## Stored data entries

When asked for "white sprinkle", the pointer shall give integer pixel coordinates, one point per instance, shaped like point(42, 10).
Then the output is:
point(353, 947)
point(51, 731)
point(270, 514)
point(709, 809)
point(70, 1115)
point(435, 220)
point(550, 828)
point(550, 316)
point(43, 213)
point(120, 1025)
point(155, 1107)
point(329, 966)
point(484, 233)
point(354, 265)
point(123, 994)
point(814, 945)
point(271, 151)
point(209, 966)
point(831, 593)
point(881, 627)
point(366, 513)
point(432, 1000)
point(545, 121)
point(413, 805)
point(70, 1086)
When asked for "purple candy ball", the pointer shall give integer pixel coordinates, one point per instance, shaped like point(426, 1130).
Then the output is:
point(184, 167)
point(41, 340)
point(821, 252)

## EXERCISE DIRECTIONS
In the records above, find every line that contains the word "shall" and copy it.

## ANSWER TO THIS EXERCISE
When asked for "white sprinkle", the pointer shall give integer pixel coordinates, one point per instance, shaped like point(42, 10).
When asked for "purple candy ball", the pointer shall give integer pixel coordinates, one point per instance, shaped like point(426, 1130).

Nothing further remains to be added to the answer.